▸ PROBLEM TO WORK ON: Reproduce word for word the part of the passage on off-line simulation starting at "In this section, we've" and ending at "of behavior prediction.".

▸ QUOTED PASSAGE:
● ● ● ● ● ● ●

Gregory Currie also invokes information-based simulation in the debate over off-line simulation. He writes:

What goes on in the simulator is a substitute for real action; it gives us, under optimal conditions, the information that action would give us about the success or failure of a strategy, without the costs of failure (Currie 1994a, p. 10).

Currie defends his appeal to information-based simulation as follows:

Simulation theorists have stressed that simulation may employ theory without ceasing to be simulation (see e.g. Goldman's distinction between "process" and "theory" driven simulation in his 1992). But this point continues to be overlooked by opponents of simulation theory (Currie 1994a, p. 13, n. 16).

We would scarcely deny that there are important similarities between the two kinds of simulation. However, in the present context, it's extremely important to keep the distinction clear and prominent. In the first place, as we've noted, information-based simulation theories have radically different empirical commitments than off-line simulation theories. Information-based theories must exploit information about the domain. Off-line theories on the other hand, expressly do not exploit information about the domain. So, in order to evaluate a simulation theory, it's vital that we know whether the proposal is information-based or off-line.

Further, it's relatively uncontroversial that we have the capacity for information-based mental simulation. There are, of course, a number of unresolved questions about this kind of mental simulation. There are debates about how the models are encoded and what mechanisms underlie the capacity. However, virtually no one denies that we have such a capacity. By contrast, the claim that we have a capacity to take our decision making mechanism off line is enormously controversial.

In this section, we've been concerned to clarify the theoretical groundwork for off-line simulation. In the next section, we take an empirical turn. We will present results on the cognitively penetrability of behavior prediction.

● ● ● ● ● ● ●

▸ ENTRIES PROVIDED:

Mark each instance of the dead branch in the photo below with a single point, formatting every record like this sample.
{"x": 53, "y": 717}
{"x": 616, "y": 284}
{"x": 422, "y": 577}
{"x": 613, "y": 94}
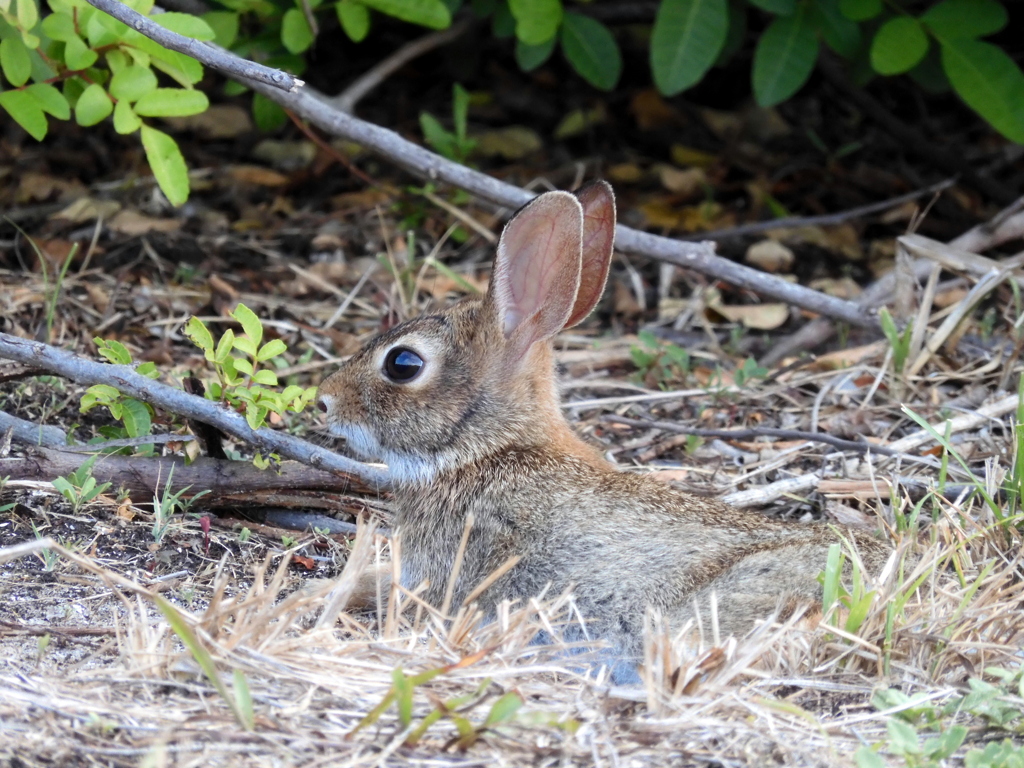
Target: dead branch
{"x": 750, "y": 434}
{"x": 127, "y": 381}
{"x": 212, "y": 56}
{"x": 827, "y": 219}
{"x": 138, "y": 475}
{"x": 313, "y": 107}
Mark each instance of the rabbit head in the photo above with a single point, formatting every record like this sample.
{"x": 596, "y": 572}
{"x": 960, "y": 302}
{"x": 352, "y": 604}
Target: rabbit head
{"x": 442, "y": 389}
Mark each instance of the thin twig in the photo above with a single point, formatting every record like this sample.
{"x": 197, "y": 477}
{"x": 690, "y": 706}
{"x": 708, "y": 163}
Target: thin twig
{"x": 315, "y": 108}
{"x": 750, "y": 434}
{"x": 216, "y": 58}
{"x": 358, "y": 88}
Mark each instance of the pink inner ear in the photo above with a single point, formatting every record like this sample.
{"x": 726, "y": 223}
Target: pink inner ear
{"x": 598, "y": 238}
{"x": 537, "y": 270}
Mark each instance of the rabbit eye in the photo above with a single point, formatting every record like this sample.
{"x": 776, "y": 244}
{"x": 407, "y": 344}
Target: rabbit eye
{"x": 402, "y": 365}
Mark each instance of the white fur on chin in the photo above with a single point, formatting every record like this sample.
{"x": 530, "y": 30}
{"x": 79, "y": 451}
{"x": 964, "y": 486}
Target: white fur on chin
{"x": 402, "y": 467}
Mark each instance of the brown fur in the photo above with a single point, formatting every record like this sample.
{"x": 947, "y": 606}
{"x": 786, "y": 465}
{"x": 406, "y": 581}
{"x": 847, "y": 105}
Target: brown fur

● ● ● ● ● ● ●

▸ ANSWER TO THIS EXERCISE:
In this section, we've been concerned to clarify the theoretical groundwork for off-line simulation. In the next section, we take an empirical turn. We will present results on the cognitively penetrability of behavior prediction.